[Activities]
**a.** In the memoir passage called "The Beginning of the End," at what time and on what date did Dad die?
**b.** Say whether each statement agrees with the memoir passage called "The Beginning of the End," and back each yes or no with the deciding words quoted from it. (i) Mum's brother is a doctor. (ii) Mum's brother often phones the narrator. (iii) Mum cleaned the oven with gloves on.
**c.** Pick up the memoir passage called "The Beginning of the End" after its final sentence and write what comes next.

The Beginning of the End

We all like to have a narrative: a clear sense of a beginning and a middle and an end. We like to be able to pinpoint events, to be able to say, ‘That was when it all started, and from there this happened and this happened and now it is all over.’ It is neat and tidy that way. We can understand things better when they happen in an ordered, linear way, and we much prefer it when life follows that pattern.

Some things are certainties. Death is one of them. My sister and I know the end of our most recent story, because we know when Dad died: 06:50, 28th July 2015.

We also know the date of his diagnosis, but that was not the true beginning of the story. This is something we still don’t know, even though we ask each other the same question over and over: ‘When did it all start to go wrong?’

It is tempting to think it all started on 12th May 2013. On that day, my mum’s brother called me. He never calls, so that in itself was enough to set off alarm signals. He is a doctor and had just spent a week with Mum and Dad in France. He called to say that he was concerned about Mum, that her behaviour had become manic and that he was worried that Dad was exhausted. He was also shocked because Mum had called my cousin to say, ‘Happy Birthday’, and had ended by casually mentioning that she had given herself third degree burns while cleaning the oven with her bare hands, using caustic soda.

‘She is entering a phase which I would say is borderline delusional and is no longer simply depressed,’ he said. ‘I am afraid you are going to have to step in and take control. She needs to go to hospital for some respite, but your father is not listening.’

I knew he was right. I had been waiting for this moment. I put down the phone and felt the walls close in.

[Stored items from a collection]
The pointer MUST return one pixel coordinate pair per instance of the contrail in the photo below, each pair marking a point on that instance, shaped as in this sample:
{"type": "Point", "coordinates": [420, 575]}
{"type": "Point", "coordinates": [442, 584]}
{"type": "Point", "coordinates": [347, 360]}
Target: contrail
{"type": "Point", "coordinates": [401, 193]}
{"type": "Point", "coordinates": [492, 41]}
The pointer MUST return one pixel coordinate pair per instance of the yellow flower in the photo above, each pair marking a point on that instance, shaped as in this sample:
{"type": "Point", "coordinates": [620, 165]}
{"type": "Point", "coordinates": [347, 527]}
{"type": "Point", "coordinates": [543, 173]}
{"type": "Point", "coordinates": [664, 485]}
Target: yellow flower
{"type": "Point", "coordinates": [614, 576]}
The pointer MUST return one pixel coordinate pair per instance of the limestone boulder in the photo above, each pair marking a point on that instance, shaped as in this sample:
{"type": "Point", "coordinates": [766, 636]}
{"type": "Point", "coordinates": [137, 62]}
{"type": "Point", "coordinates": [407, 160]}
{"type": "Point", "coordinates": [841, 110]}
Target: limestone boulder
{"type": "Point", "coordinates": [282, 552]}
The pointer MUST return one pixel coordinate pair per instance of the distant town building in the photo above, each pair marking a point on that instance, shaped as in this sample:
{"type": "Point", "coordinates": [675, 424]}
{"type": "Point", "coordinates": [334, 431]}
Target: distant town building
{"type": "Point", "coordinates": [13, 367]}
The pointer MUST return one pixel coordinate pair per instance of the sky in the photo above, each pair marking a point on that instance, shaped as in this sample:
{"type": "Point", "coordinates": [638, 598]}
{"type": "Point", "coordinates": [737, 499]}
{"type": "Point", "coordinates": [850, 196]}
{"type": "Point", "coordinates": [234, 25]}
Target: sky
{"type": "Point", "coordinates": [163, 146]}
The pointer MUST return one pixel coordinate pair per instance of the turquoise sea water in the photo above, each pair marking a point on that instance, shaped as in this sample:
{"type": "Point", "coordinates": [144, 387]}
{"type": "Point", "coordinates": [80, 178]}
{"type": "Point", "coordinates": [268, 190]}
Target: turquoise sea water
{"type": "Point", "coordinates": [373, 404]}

[Task-by-task answers]
**a.** 06:50, 28th July 2015

**b.**
(i) Yes: "He is a doctor"
(ii) No: "He never calls"
(iii) No: "cleaning the oven with her bare hands"

**c.**
Mum had been so difficult in recent months that eventually, after repeated attempts to convince her and Dad that she needed professional help, I had had to cut off contact to preserve my own sanity. By early May 2013, Dad and I had just about patched things up enough to keep up a stream of polite chit-chat on the phone, but I had not been able to bring myself to visit.

Two days after my uncle’s call, and many family phone calls later, I called Dad to try one last time to persuade him to take Mum to hospital.

There was a pause in which I thought he was preparing himself to tell me, as he always did, that I shouldn’t worry and that ‘everything was fine’. Instead the sound that came down the line was a howl like that of a wounded animal. I was so frightened, I handed the phone to my husband.

‘Go. Go now,’ he said.

Three long days and nights later Mum had been seen by a psychiatrist in A & E, was on anti-psychotic drugs, had been referred to a mental health unit and was having daily home visits to monitor her care.

Is this when it all started? Is this what caused Dad’s cancer and death? In our darker moments, my sister and I have both confessed to one another that we think it did.

Of course we will never truly know, but I am certain of one thing: on that day in May three years ago, it certainly felt like the beginning of the end for our family.